Агата интересовалась психиатрией — она интересовалась почти всем на свете, — но в деле самопознания предпочитала полагаться на себя самое. При всем своем интересе к новым идеям двадцатого века, глубоко внутри она оставалась продуктом своего эдвардианского воспитания и к 1928 году знала, что должна сама выбрать и проделать свой путь.
Отправляясь на Восток, она была в пустыне не одна — этот жребий выпадет ее героине Джоан Скьюдамор из «Разлученных весной», — но впервые в жизни оказалась в положении, когда могла рассчитывать только на себя. В детстве уединение было ее тайным наслаждением, удовольствием, которое усиливалось ощущением полной защищенности. Став взрослой женщиной, она принесла уединение в жертву требованиям семейной жизни. Теперь же вообще не могла разобраться в собственных чувствах. Одиночество было необходимо для работы воображения, но одиночество двух последних лет оказалось чрезмерным. «Вот теперь-то и станет ясно, что я за человек, — писала она в „Автобиографии“ о своем путешествии в Багдад, — не слишком ли зависима от других, как я всегда опасалась. Я могла дать волю своей страсти к путешествиям по новым местам — какие приглянутся. Я могла в любой момент изменить любое свое решение так же, как в один день променяла Вест-Индию на Багдад. Мне ни с кем, кроме себя, не нужно считаться. Посмотрим, как мне это понравится».

____

- **Что нужно сделать**
[A] Перепишите из отрывка об Агате слово в слово часть текста от слов «Агата интересовалась психиатрией» до слов «проделать свой путь.» включительно.
[B] Перескажите отрывок об Агате в двух предложениях.

____

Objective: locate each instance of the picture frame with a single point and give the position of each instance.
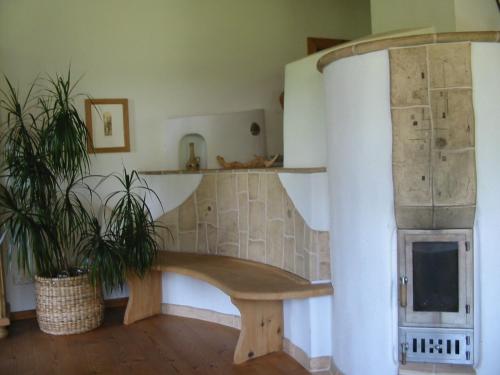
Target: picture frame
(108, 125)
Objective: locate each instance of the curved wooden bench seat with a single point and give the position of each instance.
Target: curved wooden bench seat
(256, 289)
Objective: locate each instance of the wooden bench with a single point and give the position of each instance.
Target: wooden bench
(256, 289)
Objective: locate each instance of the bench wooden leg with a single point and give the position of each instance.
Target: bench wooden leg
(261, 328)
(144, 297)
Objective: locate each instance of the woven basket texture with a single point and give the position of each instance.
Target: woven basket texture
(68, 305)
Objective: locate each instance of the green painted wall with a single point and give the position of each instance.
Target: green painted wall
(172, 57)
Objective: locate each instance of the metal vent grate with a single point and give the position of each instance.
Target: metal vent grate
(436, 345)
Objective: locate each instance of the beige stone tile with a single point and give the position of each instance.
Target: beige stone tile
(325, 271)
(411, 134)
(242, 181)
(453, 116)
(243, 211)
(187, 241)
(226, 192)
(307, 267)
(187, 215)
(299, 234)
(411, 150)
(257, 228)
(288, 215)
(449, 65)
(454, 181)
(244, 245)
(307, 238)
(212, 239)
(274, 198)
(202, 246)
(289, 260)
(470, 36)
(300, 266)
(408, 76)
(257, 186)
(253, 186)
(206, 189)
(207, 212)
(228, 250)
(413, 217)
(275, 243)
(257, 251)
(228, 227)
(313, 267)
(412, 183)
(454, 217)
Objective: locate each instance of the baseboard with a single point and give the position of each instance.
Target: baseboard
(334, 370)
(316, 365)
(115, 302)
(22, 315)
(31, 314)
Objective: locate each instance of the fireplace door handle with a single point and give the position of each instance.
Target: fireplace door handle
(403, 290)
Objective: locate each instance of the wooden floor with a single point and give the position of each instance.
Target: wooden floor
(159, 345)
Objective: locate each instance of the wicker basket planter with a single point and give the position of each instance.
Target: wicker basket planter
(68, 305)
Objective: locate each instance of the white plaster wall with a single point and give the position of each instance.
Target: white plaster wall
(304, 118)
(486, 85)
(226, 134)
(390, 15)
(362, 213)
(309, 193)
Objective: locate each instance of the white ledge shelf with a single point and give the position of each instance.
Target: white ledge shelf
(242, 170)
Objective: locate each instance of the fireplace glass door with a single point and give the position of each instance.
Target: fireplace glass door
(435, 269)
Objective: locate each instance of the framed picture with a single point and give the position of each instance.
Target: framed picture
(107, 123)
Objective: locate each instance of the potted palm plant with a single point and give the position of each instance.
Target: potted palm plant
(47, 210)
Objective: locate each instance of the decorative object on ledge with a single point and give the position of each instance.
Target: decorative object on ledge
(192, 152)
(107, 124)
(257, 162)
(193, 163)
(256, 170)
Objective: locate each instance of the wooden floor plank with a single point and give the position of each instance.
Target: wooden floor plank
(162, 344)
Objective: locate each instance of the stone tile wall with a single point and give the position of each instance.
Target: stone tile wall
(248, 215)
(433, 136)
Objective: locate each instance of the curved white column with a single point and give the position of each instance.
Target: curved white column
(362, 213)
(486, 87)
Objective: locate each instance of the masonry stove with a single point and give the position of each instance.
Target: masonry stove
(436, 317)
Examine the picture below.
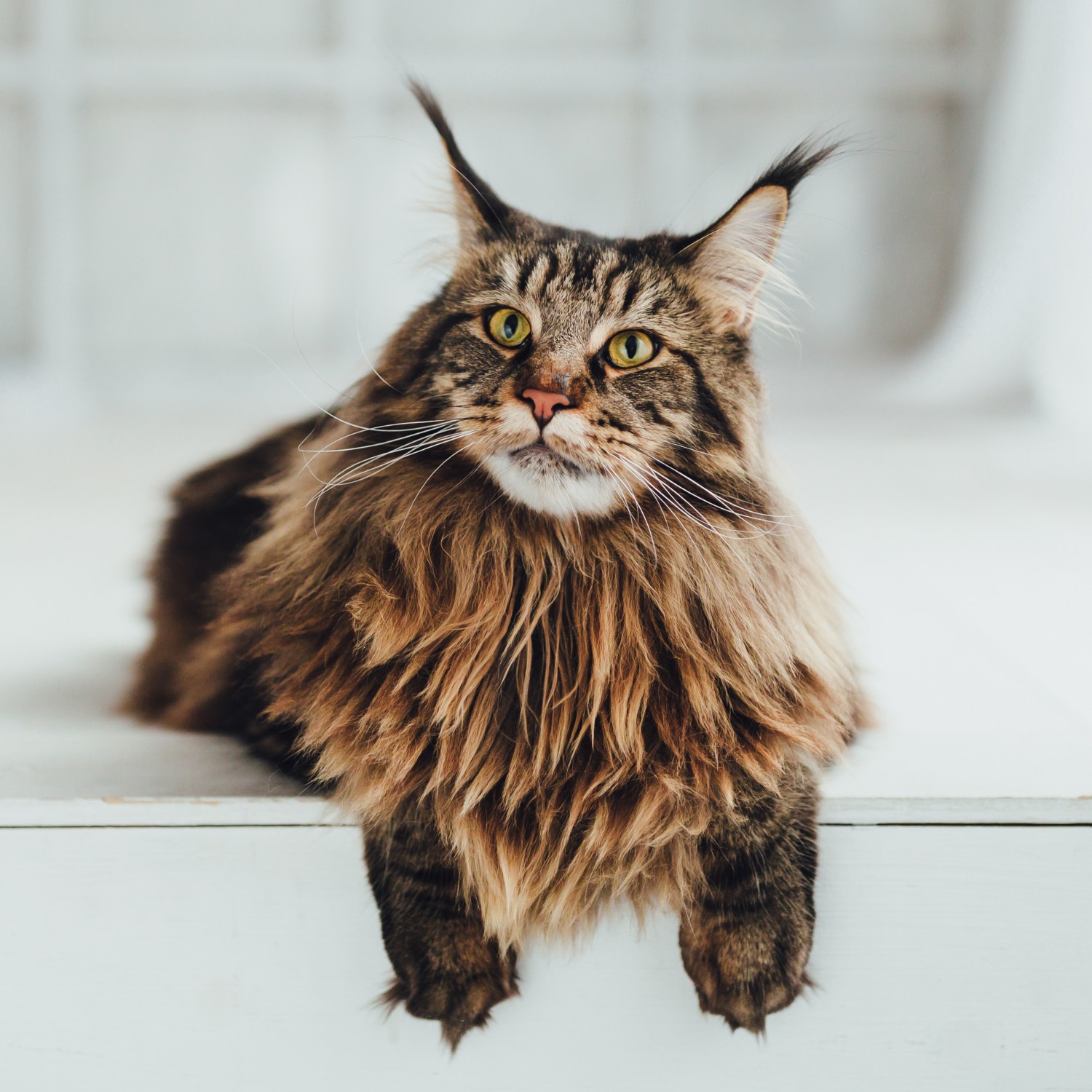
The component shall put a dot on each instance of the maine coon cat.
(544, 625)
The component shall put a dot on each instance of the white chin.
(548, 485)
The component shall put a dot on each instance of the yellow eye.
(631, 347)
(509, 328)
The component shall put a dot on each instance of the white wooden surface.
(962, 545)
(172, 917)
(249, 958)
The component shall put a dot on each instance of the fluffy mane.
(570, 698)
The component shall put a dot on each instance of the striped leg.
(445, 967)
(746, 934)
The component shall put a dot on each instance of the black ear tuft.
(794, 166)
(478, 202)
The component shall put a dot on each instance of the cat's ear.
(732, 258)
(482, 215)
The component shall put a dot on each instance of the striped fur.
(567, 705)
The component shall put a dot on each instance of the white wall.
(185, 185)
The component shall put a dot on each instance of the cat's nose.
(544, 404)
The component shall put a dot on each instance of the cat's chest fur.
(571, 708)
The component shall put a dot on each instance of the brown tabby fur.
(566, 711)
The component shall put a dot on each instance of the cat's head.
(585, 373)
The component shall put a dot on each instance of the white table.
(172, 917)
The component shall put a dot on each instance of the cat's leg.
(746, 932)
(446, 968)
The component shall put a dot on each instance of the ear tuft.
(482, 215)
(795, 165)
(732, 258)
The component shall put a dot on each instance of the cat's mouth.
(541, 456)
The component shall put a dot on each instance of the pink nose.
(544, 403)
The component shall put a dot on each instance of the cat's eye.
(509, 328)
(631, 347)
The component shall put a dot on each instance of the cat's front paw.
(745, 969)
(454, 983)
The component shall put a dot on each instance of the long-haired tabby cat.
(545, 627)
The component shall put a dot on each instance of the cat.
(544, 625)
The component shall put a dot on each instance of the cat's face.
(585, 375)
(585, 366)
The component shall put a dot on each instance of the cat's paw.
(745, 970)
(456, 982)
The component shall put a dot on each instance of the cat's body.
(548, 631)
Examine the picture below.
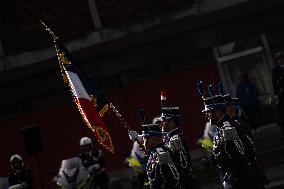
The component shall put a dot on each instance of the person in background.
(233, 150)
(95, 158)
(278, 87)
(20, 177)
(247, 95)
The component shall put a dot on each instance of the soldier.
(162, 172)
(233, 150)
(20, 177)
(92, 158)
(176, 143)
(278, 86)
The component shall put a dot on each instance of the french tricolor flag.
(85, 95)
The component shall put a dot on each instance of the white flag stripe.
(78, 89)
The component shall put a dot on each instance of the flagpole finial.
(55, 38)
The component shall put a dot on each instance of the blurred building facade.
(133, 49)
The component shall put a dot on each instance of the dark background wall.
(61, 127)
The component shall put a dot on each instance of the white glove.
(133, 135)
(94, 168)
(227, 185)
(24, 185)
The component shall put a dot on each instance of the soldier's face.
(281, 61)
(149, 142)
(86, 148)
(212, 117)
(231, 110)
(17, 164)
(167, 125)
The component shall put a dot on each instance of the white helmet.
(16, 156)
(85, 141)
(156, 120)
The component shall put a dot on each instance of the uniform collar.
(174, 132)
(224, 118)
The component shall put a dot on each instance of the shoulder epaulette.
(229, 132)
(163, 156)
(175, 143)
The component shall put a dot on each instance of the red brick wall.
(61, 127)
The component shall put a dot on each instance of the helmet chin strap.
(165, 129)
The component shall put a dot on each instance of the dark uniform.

____

- **Готовые решения**
[A]
Агата интересовалась психиатрией — она интересовалась почти всем на свете, — но в деле самопознания предпочитала полагаться на себя самое. При всем своем интересе к новым идеям двадцатого века, глубоко внутри она оставалась продуктом своего эдвардианского воспитания и к 1928 году знала, что должна сама выбрать и проделать свой путь.

[B] Агата интересовалась психиатрией, но в самопознании полагалась на себя и к 1928 году знала, что должна сама выбрать свой путь. Отправившись на Восток, она впервые в жизни оказалась в положении, когда могла рассчитывать только на себя, и, как писала в «Автобиографии», хотела понять, не слишком ли зависит от других.